Location labeling records:
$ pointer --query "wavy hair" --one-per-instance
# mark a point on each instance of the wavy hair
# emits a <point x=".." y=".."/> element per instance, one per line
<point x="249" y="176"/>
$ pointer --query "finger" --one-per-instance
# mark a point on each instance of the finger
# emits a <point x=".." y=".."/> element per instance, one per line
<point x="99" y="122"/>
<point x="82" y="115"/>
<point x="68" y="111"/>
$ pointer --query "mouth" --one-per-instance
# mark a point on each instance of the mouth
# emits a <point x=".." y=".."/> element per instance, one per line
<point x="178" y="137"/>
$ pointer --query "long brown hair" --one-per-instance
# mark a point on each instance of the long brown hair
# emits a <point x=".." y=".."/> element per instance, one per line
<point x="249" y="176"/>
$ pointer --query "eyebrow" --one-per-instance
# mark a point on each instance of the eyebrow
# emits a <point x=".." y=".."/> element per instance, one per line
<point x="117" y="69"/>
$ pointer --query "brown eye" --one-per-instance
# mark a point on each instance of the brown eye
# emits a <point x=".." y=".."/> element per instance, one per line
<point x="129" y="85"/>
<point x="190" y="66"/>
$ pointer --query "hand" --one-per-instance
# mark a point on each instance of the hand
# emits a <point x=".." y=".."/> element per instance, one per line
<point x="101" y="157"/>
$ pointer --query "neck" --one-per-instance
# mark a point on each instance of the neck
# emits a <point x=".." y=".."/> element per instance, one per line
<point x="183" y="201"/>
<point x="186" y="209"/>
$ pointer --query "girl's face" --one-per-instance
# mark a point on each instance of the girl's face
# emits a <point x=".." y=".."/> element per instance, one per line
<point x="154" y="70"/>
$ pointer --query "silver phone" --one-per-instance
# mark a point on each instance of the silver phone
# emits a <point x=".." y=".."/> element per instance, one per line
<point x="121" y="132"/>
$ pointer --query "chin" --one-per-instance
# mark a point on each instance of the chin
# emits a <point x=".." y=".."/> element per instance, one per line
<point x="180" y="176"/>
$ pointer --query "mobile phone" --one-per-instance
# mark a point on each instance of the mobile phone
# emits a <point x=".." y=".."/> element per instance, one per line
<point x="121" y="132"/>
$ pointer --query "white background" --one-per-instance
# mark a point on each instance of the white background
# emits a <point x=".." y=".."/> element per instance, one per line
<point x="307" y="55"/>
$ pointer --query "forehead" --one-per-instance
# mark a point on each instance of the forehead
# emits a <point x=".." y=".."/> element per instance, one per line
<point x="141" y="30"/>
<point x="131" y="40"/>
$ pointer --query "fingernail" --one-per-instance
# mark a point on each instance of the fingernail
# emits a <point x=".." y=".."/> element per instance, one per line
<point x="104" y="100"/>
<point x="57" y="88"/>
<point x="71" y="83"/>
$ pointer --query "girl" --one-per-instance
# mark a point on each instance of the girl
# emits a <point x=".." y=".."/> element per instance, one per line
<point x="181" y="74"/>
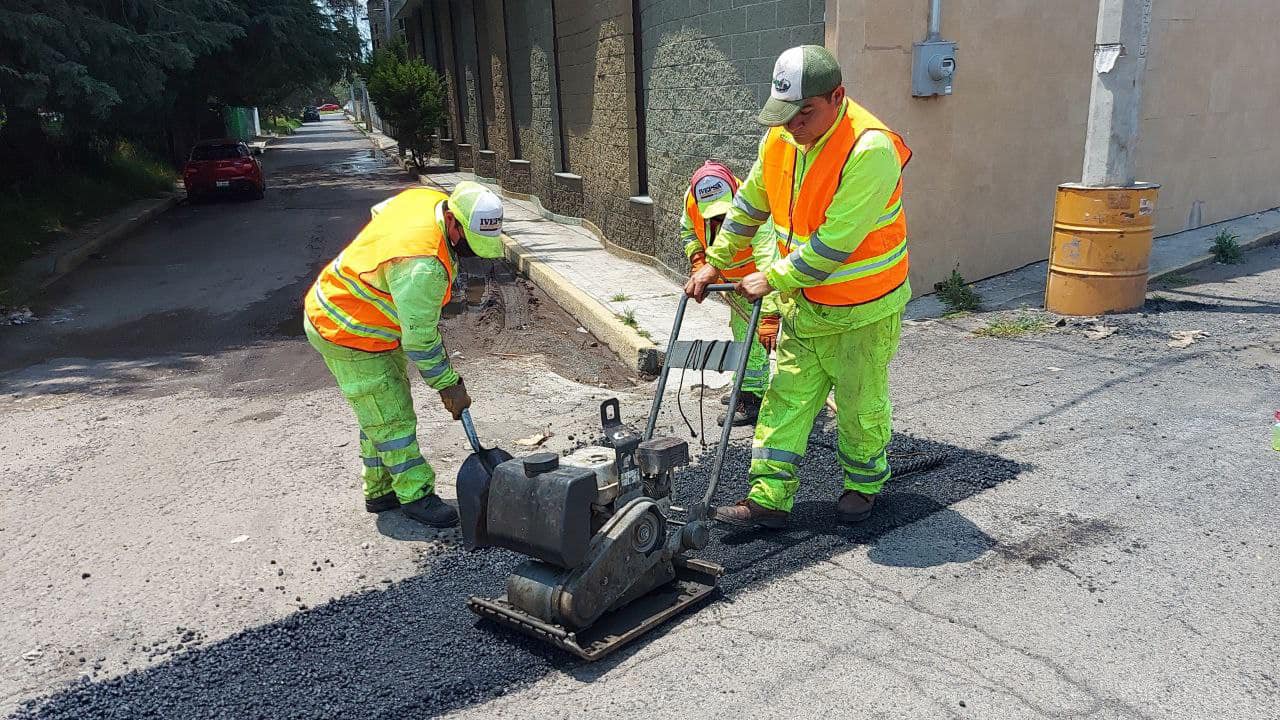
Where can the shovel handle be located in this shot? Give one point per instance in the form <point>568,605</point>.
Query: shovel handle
<point>470,429</point>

→ The task:
Reproduce all the records verbatim, excluding images.

→ Answer for the task:
$ pointer --query "wavy hair" --one-per-instance
# mark a point on each instance of the wavy hair
# emits a <point x=".." y=".."/> element per instance, one per line
<point x="249" y="176"/>
$ pointer --query "finger" --one-per-instance
# mark a point on each instance of the finger
# emits a <point x=".." y=".."/> element per instance, one per line
<point x="99" y="122"/>
<point x="82" y="115"/>
<point x="68" y="111"/>
$ pointer --query "mouth" --one-per-instance
# mark a point on each instance of the mouth
# emits a <point x=".." y=".."/> element per instance, one per line
<point x="178" y="137"/>
$ pointer --query "long brown hair" --one-per-instance
# mark a point on each instance of the long brown hair
# emits a <point x=".." y=".."/> element per instance, one per line
<point x="249" y="176"/>
$ pointer --query "eyebrow" --one-per-instance
# mark a point on each instance of the eyebrow
# emits a <point x=".." y=".."/> element per instance, one per line
<point x="117" y="69"/>
$ pointer --query "brown eye" --one-per-instance
# mark a point on each instance of the brown eye
# emits a <point x=".." y=".."/> element per instance, one per line
<point x="129" y="85"/>
<point x="190" y="66"/>
$ pointer --query "hand" --one-per-instance
# mark a point on each instance of the hand
# emits a <point x=".." y=".."/> element per instance, one per line
<point x="101" y="157"/>
$ pointer --query "neck" --one-per-instance
# mark a point on each instance of the neck
# emits a <point x=".." y=".."/> element per instance, one per line
<point x="183" y="201"/>
<point x="186" y="209"/>
$ pointer --query "girl's face" --one-per-instance
# mark a point on each instance of the girl's face
# emits a <point x=".." y=".."/> element per instance, one per line
<point x="154" y="70"/>
$ pointer --query "silver phone" --one-per-instance
# mark a point on each instance of the silver phone
# emits a <point x=".." y=".."/> element per instance, one per line
<point x="121" y="132"/>
$ pointer --query "chin" --one-per-instance
# mark a point on each instance of the chin
# emits a <point x=".." y=".."/> element per instance, one per line
<point x="180" y="176"/>
$ pointer --query "mobile phone" --one-per-instance
# mark a point on each instance of the mobile phone
# emits a <point x=".." y=".."/> element per instance, one per line
<point x="121" y="132"/>
$ pointer --query "white background" --one-per-instance
# mark a point on each instance of the white background
# emits a <point x=".." y=".."/> element per instance, one per line
<point x="307" y="55"/>
$ pointer --query "forehead" --one-per-instance
# mark a point on each instance of the forehead
# emits a <point x=".." y=".."/> element per instance, one per line
<point x="141" y="30"/>
<point x="131" y="40"/>
$ pointer --query "fingernail" --one-per-instance
# mark a point on each instance of the fingernail
# emits a <point x=".." y=".."/> element per instance, one per line
<point x="104" y="100"/>
<point x="57" y="88"/>
<point x="71" y="83"/>
$ pointer --query "girl" --one-per-instance
# mark a point on each instance of the girl
# emits a <point x=".." y=".."/> element per instance, one per line
<point x="181" y="74"/>
Where can the shovel handle be located in this shot? Give one point per instance in the form <point>568,605</point>.
Query: shovel handle
<point>470,429</point>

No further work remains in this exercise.